Location annotation dataset excerpts:
- - - - - - -

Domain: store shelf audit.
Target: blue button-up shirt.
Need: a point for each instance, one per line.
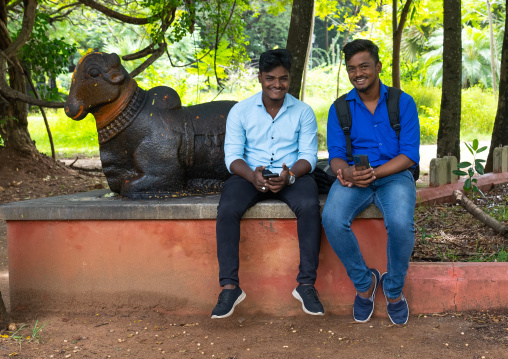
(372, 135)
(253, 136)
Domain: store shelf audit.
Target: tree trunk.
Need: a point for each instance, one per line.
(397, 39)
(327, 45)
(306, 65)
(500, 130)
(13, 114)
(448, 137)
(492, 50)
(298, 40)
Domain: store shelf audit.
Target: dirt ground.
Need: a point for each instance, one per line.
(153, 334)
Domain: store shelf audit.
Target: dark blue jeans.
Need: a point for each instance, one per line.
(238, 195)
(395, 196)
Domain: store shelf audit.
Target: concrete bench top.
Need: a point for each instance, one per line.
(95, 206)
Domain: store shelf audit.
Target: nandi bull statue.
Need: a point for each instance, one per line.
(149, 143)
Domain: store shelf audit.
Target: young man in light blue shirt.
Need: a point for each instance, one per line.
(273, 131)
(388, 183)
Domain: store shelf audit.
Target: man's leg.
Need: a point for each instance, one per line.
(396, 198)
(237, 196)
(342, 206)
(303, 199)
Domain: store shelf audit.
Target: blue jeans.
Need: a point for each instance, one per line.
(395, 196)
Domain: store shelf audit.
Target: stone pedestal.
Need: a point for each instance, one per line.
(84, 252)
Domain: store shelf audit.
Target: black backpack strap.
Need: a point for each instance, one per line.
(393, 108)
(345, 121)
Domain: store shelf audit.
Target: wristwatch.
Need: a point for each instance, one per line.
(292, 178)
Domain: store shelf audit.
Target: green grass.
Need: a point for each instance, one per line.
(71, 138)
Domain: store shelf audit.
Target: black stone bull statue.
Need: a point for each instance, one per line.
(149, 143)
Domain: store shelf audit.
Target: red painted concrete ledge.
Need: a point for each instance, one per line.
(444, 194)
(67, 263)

- - - - - - -

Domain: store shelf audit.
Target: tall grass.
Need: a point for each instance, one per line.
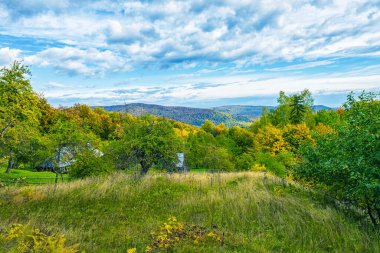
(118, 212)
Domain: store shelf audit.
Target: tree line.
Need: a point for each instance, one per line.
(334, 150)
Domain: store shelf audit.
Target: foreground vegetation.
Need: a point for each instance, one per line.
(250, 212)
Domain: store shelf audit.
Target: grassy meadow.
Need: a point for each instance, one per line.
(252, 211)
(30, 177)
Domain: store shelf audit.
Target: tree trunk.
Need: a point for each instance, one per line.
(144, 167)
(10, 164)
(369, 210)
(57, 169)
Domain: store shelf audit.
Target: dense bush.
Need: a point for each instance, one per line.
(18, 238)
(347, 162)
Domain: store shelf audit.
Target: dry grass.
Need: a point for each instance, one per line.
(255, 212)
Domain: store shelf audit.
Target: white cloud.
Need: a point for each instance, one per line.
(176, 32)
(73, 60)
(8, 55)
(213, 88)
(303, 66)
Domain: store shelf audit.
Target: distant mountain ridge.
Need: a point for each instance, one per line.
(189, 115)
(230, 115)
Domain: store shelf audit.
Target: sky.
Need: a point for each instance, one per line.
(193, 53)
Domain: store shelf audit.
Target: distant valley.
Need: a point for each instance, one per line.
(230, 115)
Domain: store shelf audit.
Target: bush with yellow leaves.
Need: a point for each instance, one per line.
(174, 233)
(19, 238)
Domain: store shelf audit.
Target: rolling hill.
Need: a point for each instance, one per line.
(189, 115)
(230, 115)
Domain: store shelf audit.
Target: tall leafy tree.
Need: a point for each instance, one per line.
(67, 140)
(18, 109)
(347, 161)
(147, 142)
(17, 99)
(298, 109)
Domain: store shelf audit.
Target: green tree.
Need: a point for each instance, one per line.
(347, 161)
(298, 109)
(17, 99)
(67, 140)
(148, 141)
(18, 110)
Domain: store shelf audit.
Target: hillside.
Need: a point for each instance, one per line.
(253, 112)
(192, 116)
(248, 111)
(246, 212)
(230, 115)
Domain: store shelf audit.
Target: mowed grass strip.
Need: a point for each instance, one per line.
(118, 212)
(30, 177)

- - - - - - -

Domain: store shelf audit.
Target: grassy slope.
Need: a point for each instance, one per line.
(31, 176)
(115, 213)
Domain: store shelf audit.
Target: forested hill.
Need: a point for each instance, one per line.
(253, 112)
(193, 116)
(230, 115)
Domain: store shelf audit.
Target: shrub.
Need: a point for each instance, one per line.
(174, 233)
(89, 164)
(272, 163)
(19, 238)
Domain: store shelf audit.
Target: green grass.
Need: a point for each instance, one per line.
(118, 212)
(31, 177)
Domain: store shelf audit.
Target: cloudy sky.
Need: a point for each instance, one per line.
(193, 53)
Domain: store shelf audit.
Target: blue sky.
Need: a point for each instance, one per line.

- - - - - - -

_STATED PROBLEM:_
Locate every line in the rows above that contains the word "bush", and copy each of those lines.

_FINAL ANSWER:_
Target: dense bush.
Target: bush with yellow leaves.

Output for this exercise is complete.